Coordinate labeling data:
========================

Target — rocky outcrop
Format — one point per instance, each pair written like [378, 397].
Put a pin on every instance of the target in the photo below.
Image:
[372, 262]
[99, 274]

========================

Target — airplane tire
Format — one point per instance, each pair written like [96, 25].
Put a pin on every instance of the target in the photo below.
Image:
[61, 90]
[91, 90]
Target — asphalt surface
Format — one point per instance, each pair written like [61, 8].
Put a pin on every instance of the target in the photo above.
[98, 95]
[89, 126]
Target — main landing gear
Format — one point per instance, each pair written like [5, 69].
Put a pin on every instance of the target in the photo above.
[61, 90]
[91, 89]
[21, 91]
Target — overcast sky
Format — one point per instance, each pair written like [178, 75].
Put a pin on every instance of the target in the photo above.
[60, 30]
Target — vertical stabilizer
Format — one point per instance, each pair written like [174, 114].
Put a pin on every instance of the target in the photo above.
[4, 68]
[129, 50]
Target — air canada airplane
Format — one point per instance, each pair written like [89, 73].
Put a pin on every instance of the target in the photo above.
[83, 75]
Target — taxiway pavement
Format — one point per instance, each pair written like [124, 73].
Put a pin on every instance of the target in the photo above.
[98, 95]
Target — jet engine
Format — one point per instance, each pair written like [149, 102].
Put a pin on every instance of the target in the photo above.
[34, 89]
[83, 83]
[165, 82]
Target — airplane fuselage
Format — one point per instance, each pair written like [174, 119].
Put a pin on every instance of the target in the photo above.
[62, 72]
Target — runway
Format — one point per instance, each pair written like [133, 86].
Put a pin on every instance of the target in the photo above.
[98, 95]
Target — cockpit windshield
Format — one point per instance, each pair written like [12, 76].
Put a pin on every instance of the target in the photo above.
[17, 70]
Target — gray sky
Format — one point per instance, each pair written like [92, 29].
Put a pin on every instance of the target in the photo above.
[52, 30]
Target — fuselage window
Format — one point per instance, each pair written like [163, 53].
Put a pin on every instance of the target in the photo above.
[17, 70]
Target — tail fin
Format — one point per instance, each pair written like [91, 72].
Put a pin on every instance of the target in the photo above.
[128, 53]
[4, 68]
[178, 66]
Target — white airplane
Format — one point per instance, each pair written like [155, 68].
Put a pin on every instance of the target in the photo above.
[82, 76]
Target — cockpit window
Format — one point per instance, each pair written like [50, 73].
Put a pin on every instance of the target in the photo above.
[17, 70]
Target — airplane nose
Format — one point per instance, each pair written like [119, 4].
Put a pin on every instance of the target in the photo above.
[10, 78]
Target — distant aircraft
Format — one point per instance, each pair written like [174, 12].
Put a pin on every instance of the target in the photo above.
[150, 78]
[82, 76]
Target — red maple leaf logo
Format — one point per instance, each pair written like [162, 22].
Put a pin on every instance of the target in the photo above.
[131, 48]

========================

State how many lines of the records above contain the string "airplane", treating uppercase and lowercase as distinct. Give only the number.

__Finished task__
5